◆ **To-do list**
1) From the essay on the food world below, list each of the concerns for food that it says thinking people hold.
2) In the food-world essay below, into whose hands has control of food slipped?

The food world is fkuked and its all so sad.

We are part of Asia, irrefutable fact. Our food influences now, often confused. Our need for speed is evident. We have no time.

As makers and sellers of food, based on best principles, we are obligated to ensure the survival of tradition, the best food to consume and an acceptance of what is todays world.

It is far from easy, often confrontational, frequently at odds with established ways. We see food, its making and consumption in a fluid state, at once changeable and often threatening. We are challenged to make something decent of the food we eat in a rapidly expanding international consumerist driven market.

Control of food has slipped from the hands of quality driven consumers into the hands of wealth driven consortiums, made to be an entertainment and lost to home and hearth. It is interesting to hear comments from leading food importers who defend their position and say that we have no right to complain should Australian industry be effected by cheap imports.

Wresting back this most basic, elemental need of mankind, from the hands of those who clearly do not share thinking peoples concerns for sustainability, organic, natural and delicious food is hugely difficult. Farmers markets, sustainability movements and a growing populace demanding accountability and honesty whilst encouraging and necessary, are slow moving.

Hard to see any time soon that television producers will give up the awful foodtainment money machine, or that multi national corporations will stop the array of practices designed to make food conform to the financial paradigm.

◆ **Data extract**
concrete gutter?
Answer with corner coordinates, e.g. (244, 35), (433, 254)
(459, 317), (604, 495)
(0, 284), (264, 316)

◆ **Full answers**
1) Sustainability, organic, natural, delicious

2) Wealth-driven consortiums.